QUOTED PASSAGE.
Credit: Markus Muttenthaler
A synthesized linear α-conotoxin can form disulfide bonds (yellow) in various ways, yielding different structures.

A new way to synthesize snail-based peptides called α-conotoxins, fold them into their native structures, and screen them for biological activity has been developed by an Australian research group. The approach could lead to new medications for neurological disorders and other conditions.

α-Conotoxins are one of many families of conotoxins—neurotoxic peptides made by predatory cone snails, which use them to immobilize their prey. Conotoxins have attracted considerable attention for their bioactivity, especially pain relief. One conotoxin, Prialt (ziconotide), is an approved drug for severe chronic pain, and a conotoxin analog called Xen2174 is in Phase II human clinical trials, also as a pain reliever.

Although those two agents belong to other conotoxin families, α-conotoxins also relieve pain. But it has been difficult to synthesize α-conotoxins in their natively folded forms to assess their prospects as drug candidates. The peptides each have two disulfide links, and when they are synthesized as linear peptides, their disulfide-forming cysteines often combine with the “wrong” cysteine partners, yielding nonnative, misfolded α-conotoxins with impaired biological activity.

EXERCISE TASKS.
**A.** Copy word for word the part of the passage on α-conotoxins that opens with the words "A new way to" and closes with "and other conditions.".
**B.** Please go on with the passage on α-conotoxins from the point where it stops.

EXERCISE DATA.

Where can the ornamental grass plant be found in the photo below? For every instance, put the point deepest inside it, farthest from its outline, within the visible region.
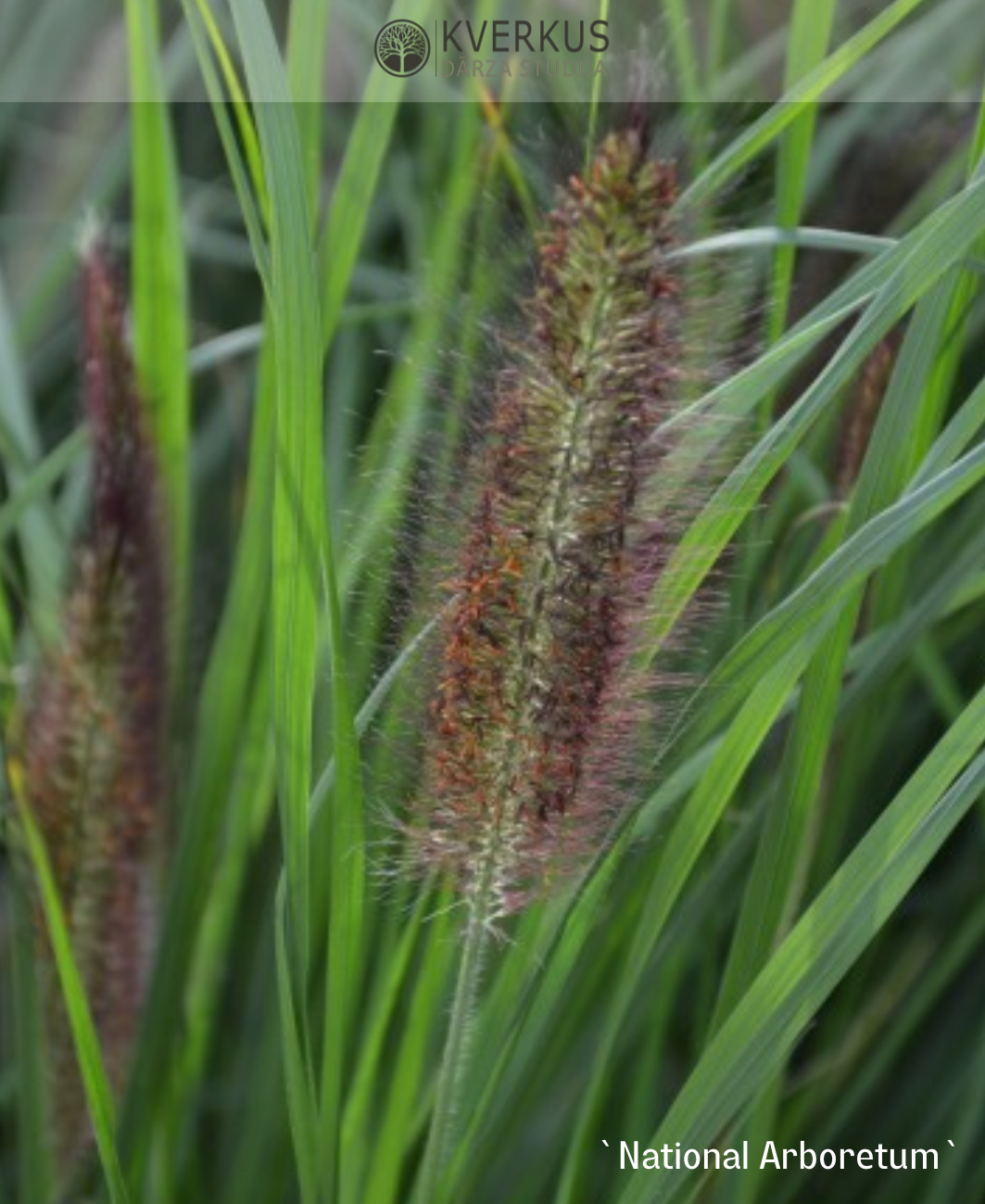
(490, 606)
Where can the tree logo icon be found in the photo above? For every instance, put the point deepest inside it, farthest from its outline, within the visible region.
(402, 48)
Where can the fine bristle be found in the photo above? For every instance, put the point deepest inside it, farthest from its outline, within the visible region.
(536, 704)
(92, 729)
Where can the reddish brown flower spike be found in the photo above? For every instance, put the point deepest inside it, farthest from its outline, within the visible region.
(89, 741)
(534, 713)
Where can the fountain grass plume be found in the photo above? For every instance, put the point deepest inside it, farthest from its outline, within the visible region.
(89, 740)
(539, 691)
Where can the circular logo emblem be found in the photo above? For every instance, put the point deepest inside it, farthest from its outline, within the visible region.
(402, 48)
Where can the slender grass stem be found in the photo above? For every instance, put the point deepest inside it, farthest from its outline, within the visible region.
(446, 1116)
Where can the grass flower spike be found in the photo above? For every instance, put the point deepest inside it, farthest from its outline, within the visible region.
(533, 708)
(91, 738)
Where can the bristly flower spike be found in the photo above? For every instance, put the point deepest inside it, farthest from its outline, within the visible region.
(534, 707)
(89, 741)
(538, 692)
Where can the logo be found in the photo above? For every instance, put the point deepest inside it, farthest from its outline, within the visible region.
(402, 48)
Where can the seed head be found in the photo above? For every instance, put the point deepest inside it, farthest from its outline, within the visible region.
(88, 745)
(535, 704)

RESPONSES TO THE TASKS.
**A.**
A new way to synthesize snail-based peptides called α-conotoxins, fold them into their native structures, and screen them for biological activity has been developed by an Australian research group. The approach could lead to new medications for neurological disorders and other conditions.

**B.**
Bioactive-peptide specialist Paul F. Alewood of the University of Queensland and coworkers have now found a workaround (J. Am. Chem. Soc., DOI: 10.1021/ja910602h). They synthesize α-conotoxins in which one pair of cysteine residues has been replaced by a pair of selenocysteines. The selenocysteines combine to form diselenides more readily than cysteines react to form disulfides. So when a linear α-conotoxin is oxidized, the diselenide forms first, preventing mismatches, and the disulfide forms later, yielding a correct structure.

The diselenide analogs generally have conformations and bioactivities similar to those of the corresponding native α-conotoxins, and in some cases, the analogs’ bioactivities are better.

Alewood and coworkers also report the first method for synthesizing selenocysteine analogs of α-conotoxins on solid-support beads and then folding them while they are still on the resin. Having the folded analogs on solid-support particles makes it possible to screen the compounds for biological activity more quickly and conveniently than has been previously possible.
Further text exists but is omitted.